• _本文_

-=-=-=-=-

保安性を向上させる方法としては、ヒューズ部の膜厚を薄くする方法が考えられる。ヒューズ部の膜厚を薄くすると、ヒューズ部を飛散させるために要するエネルギーレベルが下がるため、絶縁破壊が生じた際、より小さい放電エネルギーでヒューズ部を飛散させることができる。同時に、ヒューズ部の膜厚を薄くすることによって膜抵抗が高くなるため、発熱量が大きくなり、速やかにヒューズ部を飛散させることができる。
このように、保安性の向上と発熱量の低減とは相反する要求であり、同時に実現することが困難であった。
ここで、分割電極部は一方の金属化フィルムの重ね合わされる表面に形成され、保安電極部は他方の金属化フィルムの重ね合わされる表面に形成されることから、分割電極部を構成する金属膜の膜厚と保安電極部を構成する金属膜の膜厚とを異なる値に自在に設定することができる。

-=-=-=-=-

(コレクションから抽出したデータ)
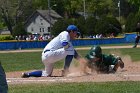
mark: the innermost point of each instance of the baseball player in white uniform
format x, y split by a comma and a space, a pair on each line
58, 48
3, 82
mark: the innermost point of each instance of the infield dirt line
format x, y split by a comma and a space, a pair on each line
81, 48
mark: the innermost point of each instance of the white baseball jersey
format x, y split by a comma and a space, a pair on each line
54, 51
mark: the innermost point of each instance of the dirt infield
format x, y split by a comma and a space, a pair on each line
131, 72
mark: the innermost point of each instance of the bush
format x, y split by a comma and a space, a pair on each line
108, 25
6, 38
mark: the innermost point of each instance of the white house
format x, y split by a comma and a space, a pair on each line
40, 21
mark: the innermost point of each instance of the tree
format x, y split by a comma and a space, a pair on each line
136, 3
108, 25
90, 25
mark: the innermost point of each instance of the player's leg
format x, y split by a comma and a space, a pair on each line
67, 63
3, 82
119, 63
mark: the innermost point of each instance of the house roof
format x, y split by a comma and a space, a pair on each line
45, 14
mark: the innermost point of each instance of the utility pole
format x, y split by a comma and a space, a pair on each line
119, 11
84, 5
49, 15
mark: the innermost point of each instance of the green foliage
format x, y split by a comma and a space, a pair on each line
61, 25
19, 30
131, 22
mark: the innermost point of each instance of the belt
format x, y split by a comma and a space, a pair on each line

-=-=-=-=-

• _課題 1_
本文について次の問いに答えよ。
(a) ヒューズ部の膜厚を薄くすると、ヒューズ部を飛散させるために要するエネルギーレベルはどうなるか。
(b) ヒューズ部の膜厚を薄くすると、膜抵抗はどうなるか。
(c) 保安電極部は、どこに形成されるか。
• _課題 2_
金属化フィルムの膜厚を扱った本文を、最後の文の後から書き継げ。

• _最終解答 1_
(a) 下がる。
(b) 高くなる。
(c) 他方の金属化フィルムの重ね合わされる表面。

• _最終解答 2_
このため、分割電極部の膜厚を厚くして膜抵抗を低くすることにより、通電時の発熱を抑制する一方で、保安電極部の膜厚を薄くして膜抵抗を高くすることにより、保安性を向上させることができる。つまり、保安性の向上と通電時の発熱低減との両立を図ることができる。
図1に示すように、本実施形態のフィルムコンデンサ1は、直方体状の樹脂製のケース21内に、複数(本実施形態では5個)のコンデンサ素子2が収納されると共に、熱硬化性樹脂からなる充填材(図示省略)が充填された構成を有する。
各コンデンサ素子2の両端部に形成されたメタリコン電極3、3には、それぞれ引出部材22、23が接続されている。
接続部23bは、引出電極板23aの長辺端部から図1中の下方に延びて形成されており、コンデンサ素子2の他方端部のメタリコン電極3にはんだ付けによって接続されている。
まず、実施例1のコンデンサ素子2について説明する。実施例1のコンデンサ素子2は、図5〜7に示すように、2枚の帯状の金属化フィルム4、4を、後述する電極部が形成されている面5aと、後述する保安電極部(線状電極)9が形成されている面5bとが対向するように重ね合わせ、巻回することによって形成されている。一方の金属化フィルム4の電極部6と、該電極部6に接触する他方の金属化フィルム4の保安電極部(線状電極)9とによって、1つの電極(陽極または陰極)が構成される。
以下のコンデンサ素子2の説明において、金属化フィルム4の長手方向および幅方向を単に長手方向および幅方向と定義して説明する。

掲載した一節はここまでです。